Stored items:
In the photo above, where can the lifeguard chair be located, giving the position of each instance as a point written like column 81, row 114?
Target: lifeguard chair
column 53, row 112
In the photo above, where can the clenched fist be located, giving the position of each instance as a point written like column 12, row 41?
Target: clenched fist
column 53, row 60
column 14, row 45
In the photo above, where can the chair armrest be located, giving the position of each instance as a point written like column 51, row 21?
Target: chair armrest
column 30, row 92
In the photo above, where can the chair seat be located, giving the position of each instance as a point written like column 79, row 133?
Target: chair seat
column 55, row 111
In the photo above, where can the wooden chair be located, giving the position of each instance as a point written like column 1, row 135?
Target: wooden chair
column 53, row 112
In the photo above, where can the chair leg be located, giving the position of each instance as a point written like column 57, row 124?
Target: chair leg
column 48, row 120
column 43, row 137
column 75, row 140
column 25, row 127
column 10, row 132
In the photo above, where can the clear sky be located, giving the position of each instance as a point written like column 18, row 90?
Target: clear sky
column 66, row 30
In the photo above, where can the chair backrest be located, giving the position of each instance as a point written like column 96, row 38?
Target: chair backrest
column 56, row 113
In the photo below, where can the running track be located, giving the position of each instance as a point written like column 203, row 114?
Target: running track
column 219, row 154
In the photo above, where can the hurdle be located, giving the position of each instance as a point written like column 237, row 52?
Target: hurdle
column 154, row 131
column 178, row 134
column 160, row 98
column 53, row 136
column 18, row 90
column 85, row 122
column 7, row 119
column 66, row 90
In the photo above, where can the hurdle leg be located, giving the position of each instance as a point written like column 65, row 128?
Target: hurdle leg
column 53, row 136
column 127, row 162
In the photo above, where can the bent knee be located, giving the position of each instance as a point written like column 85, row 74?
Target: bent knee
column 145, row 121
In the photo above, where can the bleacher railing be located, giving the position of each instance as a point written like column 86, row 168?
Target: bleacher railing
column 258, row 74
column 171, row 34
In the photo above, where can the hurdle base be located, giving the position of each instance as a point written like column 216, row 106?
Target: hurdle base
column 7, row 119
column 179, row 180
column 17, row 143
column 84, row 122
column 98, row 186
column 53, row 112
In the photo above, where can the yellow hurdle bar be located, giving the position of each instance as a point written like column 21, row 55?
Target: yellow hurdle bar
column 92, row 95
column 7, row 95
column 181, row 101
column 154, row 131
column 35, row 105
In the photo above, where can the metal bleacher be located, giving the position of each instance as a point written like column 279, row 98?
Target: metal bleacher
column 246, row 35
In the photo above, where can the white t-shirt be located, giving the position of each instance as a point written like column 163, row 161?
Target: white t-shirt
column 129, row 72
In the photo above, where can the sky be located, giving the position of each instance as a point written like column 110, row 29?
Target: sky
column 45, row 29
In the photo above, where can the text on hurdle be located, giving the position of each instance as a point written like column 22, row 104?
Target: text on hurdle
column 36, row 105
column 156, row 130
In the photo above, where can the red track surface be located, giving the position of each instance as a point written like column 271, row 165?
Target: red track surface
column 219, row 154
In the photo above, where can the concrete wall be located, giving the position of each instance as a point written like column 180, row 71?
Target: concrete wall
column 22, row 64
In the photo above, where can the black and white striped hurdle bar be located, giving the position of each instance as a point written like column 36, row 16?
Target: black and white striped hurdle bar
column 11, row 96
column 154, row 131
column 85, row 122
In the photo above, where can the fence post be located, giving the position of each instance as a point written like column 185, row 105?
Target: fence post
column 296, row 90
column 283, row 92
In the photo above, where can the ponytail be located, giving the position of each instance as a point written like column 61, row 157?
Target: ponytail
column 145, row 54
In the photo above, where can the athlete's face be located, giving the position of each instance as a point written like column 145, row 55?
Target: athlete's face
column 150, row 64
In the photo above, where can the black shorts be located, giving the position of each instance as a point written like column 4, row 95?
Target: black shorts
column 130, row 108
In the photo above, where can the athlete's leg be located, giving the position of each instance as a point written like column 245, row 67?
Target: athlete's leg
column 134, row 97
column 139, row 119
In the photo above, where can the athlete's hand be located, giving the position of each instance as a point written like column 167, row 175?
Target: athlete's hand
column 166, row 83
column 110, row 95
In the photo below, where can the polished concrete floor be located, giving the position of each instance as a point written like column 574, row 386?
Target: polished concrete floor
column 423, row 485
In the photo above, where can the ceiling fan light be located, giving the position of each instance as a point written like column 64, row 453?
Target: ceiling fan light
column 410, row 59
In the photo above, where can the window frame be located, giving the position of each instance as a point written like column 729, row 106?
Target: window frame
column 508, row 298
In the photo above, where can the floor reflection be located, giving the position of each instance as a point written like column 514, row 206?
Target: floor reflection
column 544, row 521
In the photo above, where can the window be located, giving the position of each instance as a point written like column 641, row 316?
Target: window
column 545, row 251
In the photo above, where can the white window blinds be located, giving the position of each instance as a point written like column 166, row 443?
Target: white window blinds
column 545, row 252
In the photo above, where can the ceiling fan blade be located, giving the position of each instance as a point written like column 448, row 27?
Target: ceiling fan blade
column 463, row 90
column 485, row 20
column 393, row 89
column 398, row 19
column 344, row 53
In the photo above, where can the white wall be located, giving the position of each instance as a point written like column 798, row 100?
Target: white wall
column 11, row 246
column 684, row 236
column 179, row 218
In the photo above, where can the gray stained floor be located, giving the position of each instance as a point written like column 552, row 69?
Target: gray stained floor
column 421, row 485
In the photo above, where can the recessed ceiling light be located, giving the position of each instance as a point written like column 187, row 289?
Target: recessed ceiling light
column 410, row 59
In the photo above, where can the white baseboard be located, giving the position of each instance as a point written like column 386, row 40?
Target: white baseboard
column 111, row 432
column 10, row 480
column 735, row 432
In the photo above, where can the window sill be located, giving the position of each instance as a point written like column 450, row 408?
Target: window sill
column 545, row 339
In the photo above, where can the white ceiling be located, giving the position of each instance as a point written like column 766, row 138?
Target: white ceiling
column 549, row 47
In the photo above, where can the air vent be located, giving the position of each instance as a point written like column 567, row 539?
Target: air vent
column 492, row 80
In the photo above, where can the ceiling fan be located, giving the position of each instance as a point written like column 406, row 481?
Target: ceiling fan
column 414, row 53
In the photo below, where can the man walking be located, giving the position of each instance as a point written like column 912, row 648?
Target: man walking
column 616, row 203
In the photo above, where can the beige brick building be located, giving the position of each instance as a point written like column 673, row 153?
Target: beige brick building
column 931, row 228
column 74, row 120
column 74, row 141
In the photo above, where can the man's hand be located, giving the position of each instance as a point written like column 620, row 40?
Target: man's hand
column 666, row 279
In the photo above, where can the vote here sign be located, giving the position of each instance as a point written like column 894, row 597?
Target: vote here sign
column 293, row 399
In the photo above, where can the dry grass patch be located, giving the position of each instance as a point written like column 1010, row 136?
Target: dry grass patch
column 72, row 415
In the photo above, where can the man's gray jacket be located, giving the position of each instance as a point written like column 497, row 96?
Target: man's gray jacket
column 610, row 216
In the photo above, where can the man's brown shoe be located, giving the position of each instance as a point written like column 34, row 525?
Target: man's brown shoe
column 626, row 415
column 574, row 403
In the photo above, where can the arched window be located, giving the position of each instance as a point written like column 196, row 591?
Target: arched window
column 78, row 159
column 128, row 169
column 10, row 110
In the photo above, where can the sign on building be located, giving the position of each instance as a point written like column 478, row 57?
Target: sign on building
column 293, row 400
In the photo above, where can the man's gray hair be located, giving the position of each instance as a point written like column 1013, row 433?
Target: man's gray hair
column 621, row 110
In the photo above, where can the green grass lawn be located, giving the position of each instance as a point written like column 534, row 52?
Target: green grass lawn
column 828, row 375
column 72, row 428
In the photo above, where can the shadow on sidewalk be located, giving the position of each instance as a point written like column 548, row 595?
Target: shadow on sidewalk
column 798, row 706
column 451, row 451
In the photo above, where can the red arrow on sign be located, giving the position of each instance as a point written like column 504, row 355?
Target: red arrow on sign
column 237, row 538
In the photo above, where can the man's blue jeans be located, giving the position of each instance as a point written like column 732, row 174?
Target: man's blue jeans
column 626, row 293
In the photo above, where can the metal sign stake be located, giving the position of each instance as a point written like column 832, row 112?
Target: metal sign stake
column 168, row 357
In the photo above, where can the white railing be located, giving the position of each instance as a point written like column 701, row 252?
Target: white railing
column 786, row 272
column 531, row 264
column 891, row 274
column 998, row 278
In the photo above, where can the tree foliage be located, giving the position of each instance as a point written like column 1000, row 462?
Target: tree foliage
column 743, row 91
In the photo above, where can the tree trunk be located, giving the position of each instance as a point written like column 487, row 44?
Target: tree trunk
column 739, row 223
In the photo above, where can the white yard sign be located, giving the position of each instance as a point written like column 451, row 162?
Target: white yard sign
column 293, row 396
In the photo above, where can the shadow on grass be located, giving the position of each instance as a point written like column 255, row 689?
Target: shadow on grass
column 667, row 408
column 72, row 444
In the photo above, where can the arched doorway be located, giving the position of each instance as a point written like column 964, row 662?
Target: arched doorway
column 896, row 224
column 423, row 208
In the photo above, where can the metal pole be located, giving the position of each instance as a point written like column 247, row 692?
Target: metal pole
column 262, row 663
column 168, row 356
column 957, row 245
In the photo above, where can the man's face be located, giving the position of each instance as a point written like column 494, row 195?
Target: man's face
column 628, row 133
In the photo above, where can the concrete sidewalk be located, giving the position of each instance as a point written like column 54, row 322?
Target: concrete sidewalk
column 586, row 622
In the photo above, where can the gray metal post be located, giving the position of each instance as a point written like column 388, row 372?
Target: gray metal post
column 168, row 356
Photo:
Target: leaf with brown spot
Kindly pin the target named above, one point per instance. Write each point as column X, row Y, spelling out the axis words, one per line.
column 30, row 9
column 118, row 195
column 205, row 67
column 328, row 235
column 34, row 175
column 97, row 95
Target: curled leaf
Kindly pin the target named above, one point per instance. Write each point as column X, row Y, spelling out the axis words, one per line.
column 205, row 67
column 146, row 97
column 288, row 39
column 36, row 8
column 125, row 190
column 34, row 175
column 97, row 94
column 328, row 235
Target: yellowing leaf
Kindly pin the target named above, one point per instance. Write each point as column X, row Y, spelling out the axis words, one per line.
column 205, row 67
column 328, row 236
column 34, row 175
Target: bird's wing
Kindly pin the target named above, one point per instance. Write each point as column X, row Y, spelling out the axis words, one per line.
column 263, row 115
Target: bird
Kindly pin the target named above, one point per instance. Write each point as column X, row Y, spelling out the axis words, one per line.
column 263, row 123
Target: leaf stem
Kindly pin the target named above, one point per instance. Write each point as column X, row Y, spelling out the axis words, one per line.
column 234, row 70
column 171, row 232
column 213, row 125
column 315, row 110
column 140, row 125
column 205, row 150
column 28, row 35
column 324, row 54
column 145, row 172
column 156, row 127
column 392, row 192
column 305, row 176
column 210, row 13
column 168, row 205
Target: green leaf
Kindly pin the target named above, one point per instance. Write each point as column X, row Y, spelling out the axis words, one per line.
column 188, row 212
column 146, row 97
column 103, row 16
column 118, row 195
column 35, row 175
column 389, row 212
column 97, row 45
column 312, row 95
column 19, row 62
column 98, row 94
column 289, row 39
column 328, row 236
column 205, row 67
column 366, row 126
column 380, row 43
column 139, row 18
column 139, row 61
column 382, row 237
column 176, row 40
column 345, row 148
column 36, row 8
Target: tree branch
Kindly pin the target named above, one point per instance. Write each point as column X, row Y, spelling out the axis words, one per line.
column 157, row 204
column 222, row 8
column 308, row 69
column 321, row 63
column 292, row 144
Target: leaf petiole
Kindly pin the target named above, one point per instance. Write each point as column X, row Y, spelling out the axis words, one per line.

INSTRUCTIONS FOR THE TASK:
Within the data, tally each line containing the string "below". Answer with the number by itself.

OUTPUT FOR THIS EXERCISE:
3